Text section »

══════════════════════════════

Reverse Isolation not recognized by CDC
Reverse isolation was eliminated as an isolation category by the Centers for Disease Control (CDC) in the mid 1980’s. There are three types of isolation: Transmission-Based (Contact), Airborne, and Droplet. Reverse Isolation was eliminated as it was not found to improve outcomes for neutropenic patients, and isolation is a negative experience for the patient.
Note: there is a CDC recognized Protective Isolation which is to be used for hematopoietic stem cells bone marrow transplant patients only.
Not being an official CDC isolation category hasn’t stopped the practice of Reverse Isolation. It does explain why there isn’t an order called Reverse Isolation in our (Cerner) computer system, or, in our hospital, why a laminated “Reverse Isolation” sign cannot be found among the pile of other laminated, colored isolation signs.
No worries- providers use free text to order it in the computer, and nurses hand-write “Reverse Isolation” signs to post on patient’s doors.

══════════════════════════════

Exercise details » Can you reproduce the passage on reverse isolation, starting with "Not being an" and going on through "on patient’s doors.", word for word?

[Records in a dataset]
══════════════════════════════

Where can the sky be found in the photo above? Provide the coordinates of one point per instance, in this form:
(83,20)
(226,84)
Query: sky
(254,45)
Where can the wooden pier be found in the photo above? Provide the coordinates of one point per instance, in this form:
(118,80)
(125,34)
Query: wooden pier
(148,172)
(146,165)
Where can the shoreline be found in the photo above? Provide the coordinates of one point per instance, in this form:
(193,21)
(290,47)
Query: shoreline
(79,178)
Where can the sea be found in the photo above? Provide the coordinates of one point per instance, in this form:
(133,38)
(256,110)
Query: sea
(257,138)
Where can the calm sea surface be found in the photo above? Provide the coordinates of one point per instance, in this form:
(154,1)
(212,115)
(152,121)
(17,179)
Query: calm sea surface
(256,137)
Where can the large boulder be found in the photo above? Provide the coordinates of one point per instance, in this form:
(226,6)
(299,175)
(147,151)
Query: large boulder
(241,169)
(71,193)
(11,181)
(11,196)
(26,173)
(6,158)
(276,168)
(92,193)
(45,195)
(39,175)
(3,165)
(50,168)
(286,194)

══════════════════════════════

Answer to the exercise »
Not being an official CDC isolation category hasn’t stopped the practice of Reverse Isolation. It does explain why there isn’t an order called Reverse Isolation in our (Cerner) computer system, or, in our hospital, why a laminated “Reverse Isolation” sign cannot be found among the pile of other laminated, colored isolation signs.
No worries- providers use free text to order it in the computer, and nurses hand-write “Reverse Isolation” signs to post on patient’s doors.